Collected data entries:
______
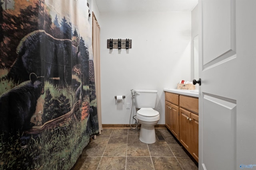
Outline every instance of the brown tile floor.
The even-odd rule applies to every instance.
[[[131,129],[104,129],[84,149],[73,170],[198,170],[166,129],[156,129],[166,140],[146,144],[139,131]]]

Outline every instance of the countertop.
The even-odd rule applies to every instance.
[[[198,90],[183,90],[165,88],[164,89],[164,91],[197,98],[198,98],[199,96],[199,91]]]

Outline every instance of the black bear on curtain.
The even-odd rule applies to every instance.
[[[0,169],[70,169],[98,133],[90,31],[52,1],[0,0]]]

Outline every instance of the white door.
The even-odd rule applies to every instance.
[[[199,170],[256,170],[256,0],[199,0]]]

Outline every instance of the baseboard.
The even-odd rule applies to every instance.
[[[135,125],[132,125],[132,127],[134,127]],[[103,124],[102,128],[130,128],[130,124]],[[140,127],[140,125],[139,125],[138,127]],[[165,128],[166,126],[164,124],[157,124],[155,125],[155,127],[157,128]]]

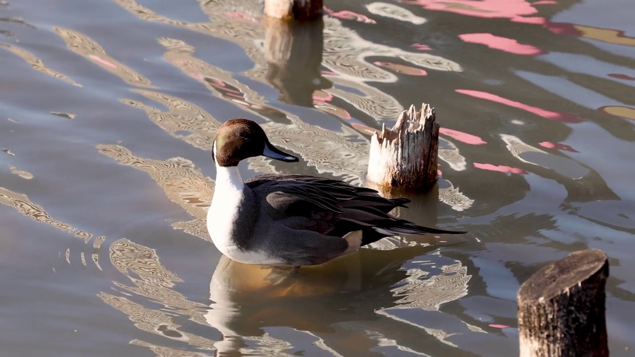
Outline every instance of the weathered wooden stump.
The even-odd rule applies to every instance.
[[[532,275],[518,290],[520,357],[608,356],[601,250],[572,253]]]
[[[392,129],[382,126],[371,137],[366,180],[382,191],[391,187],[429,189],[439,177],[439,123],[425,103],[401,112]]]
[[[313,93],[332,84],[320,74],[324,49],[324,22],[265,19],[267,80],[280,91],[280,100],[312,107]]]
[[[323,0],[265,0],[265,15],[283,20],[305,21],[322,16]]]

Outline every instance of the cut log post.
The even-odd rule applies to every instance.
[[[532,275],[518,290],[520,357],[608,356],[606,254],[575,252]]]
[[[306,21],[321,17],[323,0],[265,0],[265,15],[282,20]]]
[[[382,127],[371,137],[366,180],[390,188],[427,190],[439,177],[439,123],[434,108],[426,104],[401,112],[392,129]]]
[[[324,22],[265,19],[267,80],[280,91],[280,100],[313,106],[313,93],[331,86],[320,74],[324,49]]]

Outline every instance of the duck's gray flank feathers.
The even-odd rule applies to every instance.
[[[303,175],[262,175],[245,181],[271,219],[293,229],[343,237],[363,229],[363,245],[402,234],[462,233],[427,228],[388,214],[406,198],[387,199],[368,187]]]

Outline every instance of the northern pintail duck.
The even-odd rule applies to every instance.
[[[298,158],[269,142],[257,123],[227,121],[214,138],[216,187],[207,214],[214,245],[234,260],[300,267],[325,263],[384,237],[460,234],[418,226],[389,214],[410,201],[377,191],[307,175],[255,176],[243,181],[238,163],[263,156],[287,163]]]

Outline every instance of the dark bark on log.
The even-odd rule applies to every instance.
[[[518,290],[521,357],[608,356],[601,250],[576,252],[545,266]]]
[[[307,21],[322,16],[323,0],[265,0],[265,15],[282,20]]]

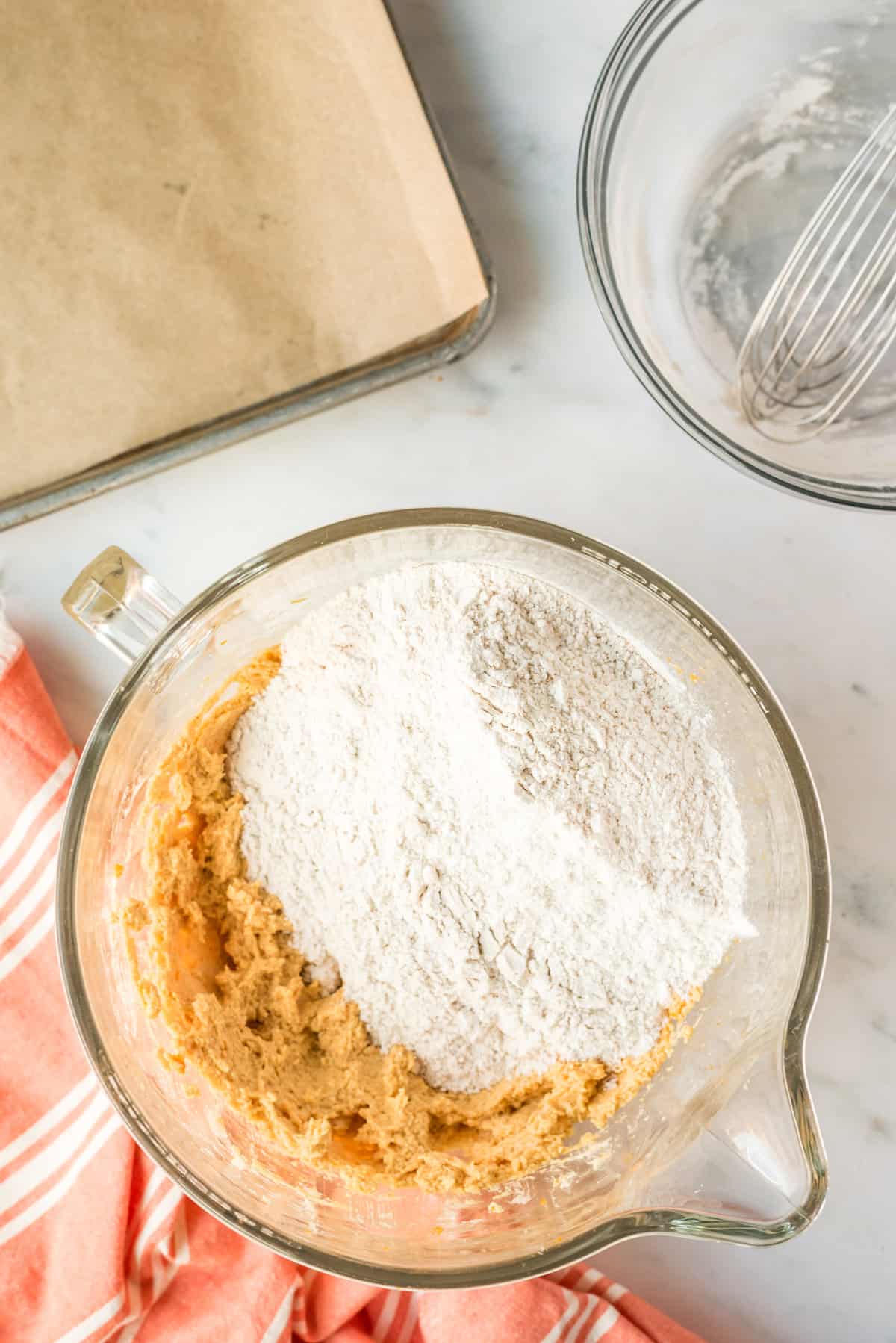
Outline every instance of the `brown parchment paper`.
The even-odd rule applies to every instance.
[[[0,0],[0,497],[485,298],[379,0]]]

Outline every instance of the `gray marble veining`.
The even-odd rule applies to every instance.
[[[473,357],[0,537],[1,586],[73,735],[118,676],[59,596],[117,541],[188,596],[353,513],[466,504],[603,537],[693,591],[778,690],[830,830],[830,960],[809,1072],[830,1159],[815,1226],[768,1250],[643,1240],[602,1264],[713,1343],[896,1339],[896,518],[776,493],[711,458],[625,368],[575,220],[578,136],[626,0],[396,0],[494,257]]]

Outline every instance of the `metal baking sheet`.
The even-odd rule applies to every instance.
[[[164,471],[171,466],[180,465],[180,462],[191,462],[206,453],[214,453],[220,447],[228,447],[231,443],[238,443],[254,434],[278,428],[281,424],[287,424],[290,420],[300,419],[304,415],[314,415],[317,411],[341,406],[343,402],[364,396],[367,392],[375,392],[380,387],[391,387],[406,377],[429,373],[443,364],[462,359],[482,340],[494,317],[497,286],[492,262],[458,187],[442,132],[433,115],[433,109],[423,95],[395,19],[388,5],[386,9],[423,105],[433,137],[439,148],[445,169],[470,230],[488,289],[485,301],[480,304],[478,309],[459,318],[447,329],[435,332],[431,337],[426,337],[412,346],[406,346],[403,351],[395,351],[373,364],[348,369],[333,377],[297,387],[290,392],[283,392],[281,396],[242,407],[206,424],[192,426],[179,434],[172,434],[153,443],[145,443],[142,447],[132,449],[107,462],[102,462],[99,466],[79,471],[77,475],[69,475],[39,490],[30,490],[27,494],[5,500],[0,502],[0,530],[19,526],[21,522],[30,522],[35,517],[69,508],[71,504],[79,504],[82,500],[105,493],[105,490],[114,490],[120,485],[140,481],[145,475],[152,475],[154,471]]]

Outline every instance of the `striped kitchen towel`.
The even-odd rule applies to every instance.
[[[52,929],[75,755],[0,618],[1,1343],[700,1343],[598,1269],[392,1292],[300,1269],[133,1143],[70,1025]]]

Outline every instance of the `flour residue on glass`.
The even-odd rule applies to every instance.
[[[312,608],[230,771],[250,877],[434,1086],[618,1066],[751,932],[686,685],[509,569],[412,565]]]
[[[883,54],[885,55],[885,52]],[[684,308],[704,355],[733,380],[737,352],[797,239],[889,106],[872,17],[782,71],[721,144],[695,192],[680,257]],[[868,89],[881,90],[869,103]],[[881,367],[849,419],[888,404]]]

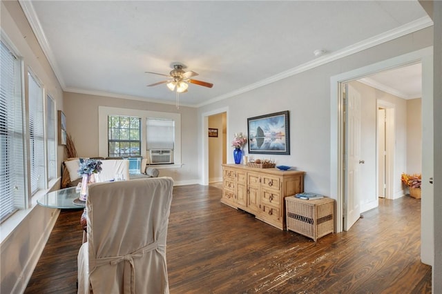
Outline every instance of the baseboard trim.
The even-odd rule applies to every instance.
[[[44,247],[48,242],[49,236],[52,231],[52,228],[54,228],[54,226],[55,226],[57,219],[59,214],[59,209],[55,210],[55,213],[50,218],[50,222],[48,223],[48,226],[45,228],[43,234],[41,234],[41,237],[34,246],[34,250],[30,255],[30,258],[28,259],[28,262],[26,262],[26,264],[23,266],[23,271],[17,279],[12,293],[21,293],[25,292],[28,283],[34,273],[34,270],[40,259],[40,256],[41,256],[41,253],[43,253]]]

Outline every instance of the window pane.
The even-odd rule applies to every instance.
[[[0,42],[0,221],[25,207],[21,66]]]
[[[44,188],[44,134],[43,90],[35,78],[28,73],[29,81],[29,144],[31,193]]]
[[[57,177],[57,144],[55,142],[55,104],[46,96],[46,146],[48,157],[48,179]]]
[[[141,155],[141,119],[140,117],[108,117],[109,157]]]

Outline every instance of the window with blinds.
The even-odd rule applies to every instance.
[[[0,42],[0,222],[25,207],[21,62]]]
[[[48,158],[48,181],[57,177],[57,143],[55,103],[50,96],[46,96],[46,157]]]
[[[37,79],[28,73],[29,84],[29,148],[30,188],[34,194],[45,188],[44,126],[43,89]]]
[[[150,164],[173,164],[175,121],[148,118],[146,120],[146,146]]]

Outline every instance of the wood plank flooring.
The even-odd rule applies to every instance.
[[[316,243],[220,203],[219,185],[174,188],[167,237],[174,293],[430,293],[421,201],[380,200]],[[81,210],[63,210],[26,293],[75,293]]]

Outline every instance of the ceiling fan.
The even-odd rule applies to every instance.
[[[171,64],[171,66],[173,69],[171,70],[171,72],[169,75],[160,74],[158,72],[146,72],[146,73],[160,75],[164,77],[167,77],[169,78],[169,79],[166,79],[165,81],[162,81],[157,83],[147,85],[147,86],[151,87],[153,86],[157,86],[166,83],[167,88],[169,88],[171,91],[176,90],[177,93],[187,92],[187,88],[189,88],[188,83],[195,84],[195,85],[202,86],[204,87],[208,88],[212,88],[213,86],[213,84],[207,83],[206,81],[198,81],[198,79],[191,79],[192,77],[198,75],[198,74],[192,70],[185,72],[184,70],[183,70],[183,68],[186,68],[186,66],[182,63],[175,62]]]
______
▶ _Set problem_
Copy out every line of the listing above word for word, omitting the pictures.

▶ _Solution_
Outline every instance of the brown tile floor.
The even-odd rule applies to every instance.
[[[131,129],[104,129],[84,149],[73,170],[198,170],[166,129],[156,129],[166,140],[146,144],[139,131]]]

Outline every instance of the countertop.
The even-odd rule applies to every instance.
[[[198,90],[183,90],[165,88],[164,89],[164,91],[197,98],[198,98],[199,96],[199,91]]]

Outline every instance of the black bear on curtain.
The even-odd rule applies to every instance.
[[[0,169],[70,169],[98,133],[90,31],[52,1],[0,0]]]

Outline every instance of the white door.
The even-odd rule applies to every instance.
[[[199,170],[256,170],[256,0],[199,0]]]

Outline every instance of the baseboard.
The even-odd rule applies to every instance.
[[[135,125],[132,125],[132,127],[134,127]],[[103,124],[102,128],[130,128],[130,124]],[[140,127],[140,125],[139,125],[138,127]],[[165,128],[166,126],[164,124],[157,124],[155,125],[155,127],[157,128]]]

Outline every instance of the weathered wooden stump.
The even-odd rule applies to every instance.
[[[532,275],[518,290],[520,357],[608,356],[601,250],[572,253]]]
[[[392,129],[382,126],[371,137],[366,180],[382,191],[391,187],[429,189],[439,177],[439,123],[425,103],[401,112]]]
[[[313,93],[332,84],[320,74],[324,49],[324,22],[265,19],[267,80],[280,91],[280,100],[312,107]]]
[[[323,0],[265,0],[265,15],[283,20],[305,21],[322,16]]]

Outline every instance of the cut log post.
The even-odd rule applies to every instance.
[[[532,275],[518,290],[520,357],[608,356],[606,254],[575,252]]]
[[[306,21],[321,17],[323,0],[265,0],[265,15],[282,20]]]
[[[382,127],[371,137],[366,180],[390,188],[427,190],[439,177],[439,123],[434,108],[426,104],[401,112],[392,129]]]
[[[324,22],[265,19],[267,80],[280,91],[280,100],[313,106],[313,93],[331,86],[320,74],[324,49]]]

Outline every instance of the duck's gray flank feathers.
The even-odd rule applies to every instance.
[[[303,175],[262,175],[245,181],[271,219],[293,229],[343,237],[363,229],[363,245],[402,234],[462,233],[427,228],[388,214],[406,198],[387,199],[368,187]]]

Outline every instance of the northern pintail duck.
The even-odd rule applies to every instance.
[[[298,158],[269,142],[257,123],[227,121],[214,138],[216,187],[207,214],[214,245],[234,260],[300,267],[325,263],[384,237],[460,234],[418,226],[389,214],[410,201],[377,191],[307,175],[255,176],[243,181],[238,163],[263,156],[287,163]]]

Outline every instance of the dark bark on log.
The even-odd rule applies to every instance.
[[[518,290],[521,357],[608,356],[601,250],[576,252],[545,266]]]
[[[307,21],[322,16],[323,0],[265,0],[265,15],[282,20]]]

Outline every instance of the `brown parchment paper`.
The even-odd rule applies to every instance.
[[[0,0],[0,497],[485,298],[379,0]]]

Outline every instance of the `gray marble veining`.
The even-odd rule applies to every instance.
[[[473,357],[0,537],[1,586],[73,735],[118,676],[59,596],[117,541],[188,596],[353,513],[466,504],[603,537],[693,591],[778,690],[830,830],[830,960],[809,1072],[830,1159],[815,1226],[768,1250],[643,1240],[602,1264],[713,1343],[896,1339],[896,518],[776,493],[711,458],[625,368],[575,220],[578,136],[626,0],[396,0],[494,257]]]

Outline every instance of the `metal baking sheet`.
The even-odd rule applies to every instance.
[[[164,471],[171,466],[180,465],[180,462],[191,462],[206,453],[214,453],[220,447],[228,447],[231,443],[238,443],[254,434],[278,428],[281,424],[287,424],[290,420],[300,419],[304,415],[314,415],[317,411],[341,406],[343,402],[364,396],[367,392],[375,392],[380,387],[391,387],[406,377],[429,373],[443,364],[462,359],[482,340],[494,317],[497,286],[492,262],[458,187],[442,132],[433,115],[433,109],[423,95],[395,19],[388,5],[386,9],[423,105],[433,137],[439,148],[445,169],[470,230],[488,289],[485,301],[480,304],[478,309],[459,318],[447,329],[435,332],[431,337],[426,337],[412,346],[406,346],[403,351],[395,351],[373,364],[348,369],[333,377],[297,387],[290,392],[283,392],[281,396],[242,407],[206,424],[192,426],[179,434],[172,434],[153,443],[145,443],[142,447],[132,449],[107,462],[102,462],[99,466],[79,471],[77,475],[69,475],[39,490],[30,490],[27,494],[5,500],[0,502],[0,530],[19,526],[21,522],[30,522],[35,517],[69,508],[71,504],[79,504],[82,500],[105,493],[105,490],[114,490],[120,485],[140,481],[145,475],[152,475],[154,471]]]

Outline every instance of the `striped kitchen towel`.
The even-odd rule applies to every instance.
[[[52,929],[75,755],[0,618],[1,1343],[700,1343],[598,1269],[392,1292],[300,1269],[133,1143],[70,1025]]]

Outline every instance of the `flour residue on glass`.
The even-odd rule applies to every instance.
[[[312,608],[230,771],[250,877],[434,1086],[618,1066],[751,932],[686,685],[509,569],[412,565]]]
[[[883,54],[885,55],[885,52]],[[684,308],[704,355],[733,380],[737,352],[797,239],[889,106],[872,17],[782,71],[721,144],[695,192],[680,257]],[[868,89],[881,90],[869,103]],[[881,367],[849,419],[888,404]]]

Outline every instance of the baseboard trim.
The even-odd rule applies to every instance.
[[[44,247],[48,242],[49,236],[52,231],[52,228],[54,228],[54,226],[55,226],[57,219],[59,214],[59,209],[55,210],[55,213],[50,218],[50,222],[48,223],[48,226],[45,228],[43,234],[41,234],[41,237],[34,246],[34,250],[30,255],[30,258],[28,259],[28,262],[26,262],[26,264],[23,266],[23,271],[17,279],[12,293],[21,293],[25,292],[28,283],[34,273],[34,270],[40,259],[40,256],[41,256],[41,253],[43,253]]]

Outline every instance of the window pane.
The even-odd rule applies to every instance.
[[[0,42],[0,221],[25,207],[21,66]]]
[[[44,188],[44,134],[43,90],[35,78],[28,73],[29,81],[29,144],[31,193]]]
[[[57,177],[57,144],[55,142],[55,104],[46,96],[46,146],[48,157],[48,179]]]
[[[141,155],[141,119],[140,117],[108,117],[109,157]]]

Outline every instance of the window with blinds.
The even-odd rule applies to every instance.
[[[0,42],[0,222],[25,207],[21,62]]]
[[[48,158],[48,181],[57,177],[57,143],[55,103],[50,96],[46,96],[46,157]]]
[[[37,79],[28,73],[29,84],[29,148],[30,188],[34,194],[45,188],[44,126],[43,89]]]
[[[150,164],[173,164],[175,121],[148,118],[146,120],[146,146]]]

Outline every instance of the wood plank flooring.
The even-odd rule applies to every instance.
[[[316,243],[220,203],[219,185],[174,188],[167,237],[174,293],[430,293],[421,201],[380,200]],[[81,210],[63,210],[26,293],[75,293]]]

Outline every instance of the ceiling fan.
The even-odd rule applies to every instance.
[[[171,64],[171,66],[173,69],[171,70],[171,72],[169,75],[160,74],[158,72],[146,72],[146,73],[160,75],[164,77],[167,77],[169,78],[169,79],[166,79],[165,81],[162,81],[157,83],[147,85],[147,86],[151,87],[153,86],[157,86],[166,83],[167,88],[169,88],[171,91],[176,90],[177,93],[187,92],[187,88],[189,88],[188,83],[195,84],[195,85],[202,86],[204,87],[208,88],[212,88],[213,86],[213,84],[207,83],[206,81],[198,81],[198,79],[191,79],[192,77],[198,75],[198,74],[192,70],[185,72],[184,70],[183,70],[183,68],[186,68],[186,66],[182,63],[175,62]]]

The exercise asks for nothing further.